--- EXCERPT PROVIDED ---
Example Question #253 : Sat Subject Test In Math I

Give the set of all real solutions of the following equation: 

\(\displaystyle \frac{8}{x^{2}+4x+4 } - \frac{2}{x+ 2 } - 3 = 0\)

Possible Answers:

\(\displaystyle \left \{ - \frac{2}{3} \right \}\)

\(\displaystyle \left \{ \frac{2}{3} \right \}\)

\(\displaystyle \left \{ -4, - \frac{2}{3} \right \}\)

No solution

\(\displaystyle \left \{ 4, \frac{2}{3} \right \}\)

Correct answer:

\(\displaystyle \left \{ -4, - \frac{2}{3} \right \}\)

Explanation:

\(\displaystyle x^{2} + 4x + 4\) can be seen to fit the perfect square trinomial pattern:

\(\displaystyle x^{2} + 4x + 4 = x^{2} + 2 \cdot x \cdot 2 + 2 ^{2 } = (x + 2) ^{2 }\)

The equation can therefore be rewritten as 

\(\displaystyle \frac{8}{ (x + 2) ^{2 }} - \frac{2}{x+ 2 } - 3 = 0\)

Multiply both sides of the equation by the least common denominator of the expressions, which is \(\displaystyle LCM (x+2 , (x+2) ^{2}) = (x+2)^{2}\):

\(\displaystyle \left [\frac{8}{ (x + 2) ^{2 }} - \frac{2}{x+ 2 } - 3 \right ] (x+2)^{2} = 0 \cdot (x+2)^{2}\)

\(\displaystyle \frac{8}{ (x + 2) ^{2 }}\cdot (x+2)^{2} - \frac{2}{x+ 2 }\cdot (x+2)^{2} - 3 \cdot (x+2)^{2} = 0\)

\(\displaystyle 8 - 2 (x+2) - 3 \cdot (x+2)^{2} = 0\)

--- DATA LINES ---
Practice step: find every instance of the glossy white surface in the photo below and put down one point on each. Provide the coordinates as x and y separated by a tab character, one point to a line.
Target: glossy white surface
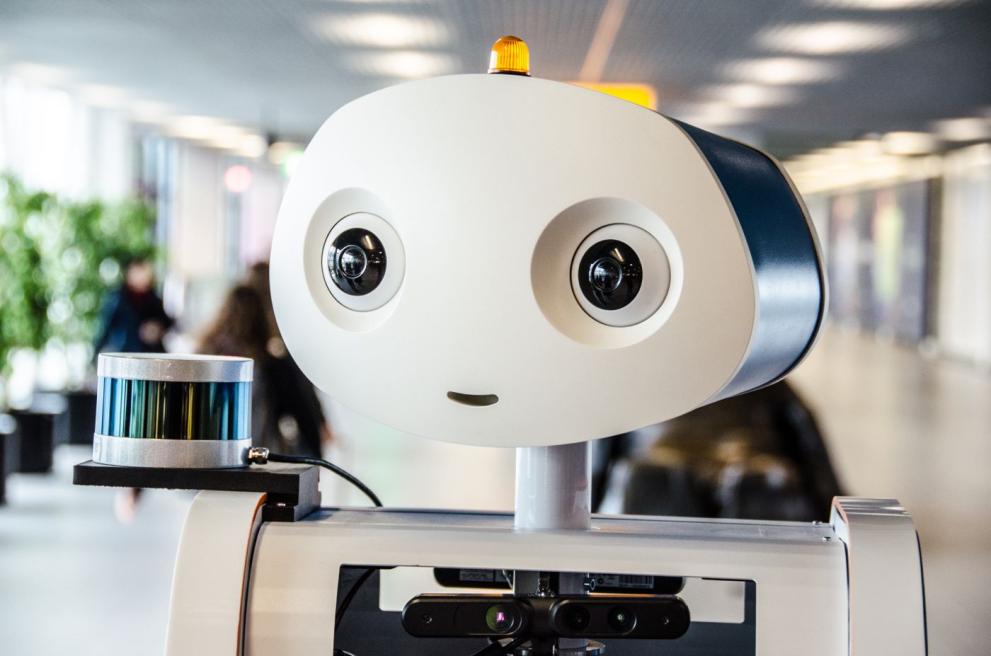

--- WHAT TO DO ---
1 – Please list every possible answer offered in the SAT math problem.
2 – Write the next part of the explanation in the SAT math problem, starting right after its last equation.

--- THE REPLIES ---
1 –
- {−2/3}
- {2/3}
- {−4, −2/3}
- No solution
- {4, 2/3}

2 –
Distributing and collecting like terms, we get

\(\displaystyle 8 - 2 (x+2) - 3 \cdot (x^{2} + 4x + 4 ) = 0\)

\(\displaystyle 8 - 2 \cdot x - 2 \cdot 2 - 3 \cdot x^{2} - 3\cdot 4x - 3\cdot 4 = 0\)

\(\displaystyle 8 - 2 x - 4 - 3 x^{2} -12 x - 12= 0\)

\(\displaystyle - 3 x^{2} - 2 x -12 x + 8 - 4 - 12= 0\)

\(\displaystyle - 3 x^{2} - 14 x -8= 0\)

Multiplying both sides by \(\displaystyle -1\):

\(\displaystyle \left (- 3 x^{2} - 14 x -8 \right )(-1)= 0 (-1)\)

\(\displaystyle 3 x^{2} + 14 x +8 = 0\)

This can be solved using the \(\displaystyle ac\) method. We are looking for two integers whose sum is \(\displaystyle 14\) and whose product is \(\displaystyle 3 \times 8 = 24\). Through some trial and error, the integers are found to be 2 and 12, so the above equation can be rewritten, and solved using grouping, as

\(\displaystyle 3 x^{2} + 12x + 2x +8 = 0\)

\(\displaystyle (3 x^{2} + 12x) + (2x +8 )= 0\)

\(\displaystyle 3x (x+4 ) + 2 (x+4 )= 0\)

\(\displaystyle (3x + 2 )(x+4 )= 0\)

By the Zero Product Principle, one of these factors is equal to zero:

Either: 

\(\displaystyle 3x + 2 = 0\)

\(\displaystyle 3x + 2 - 2 = 0 - 2\)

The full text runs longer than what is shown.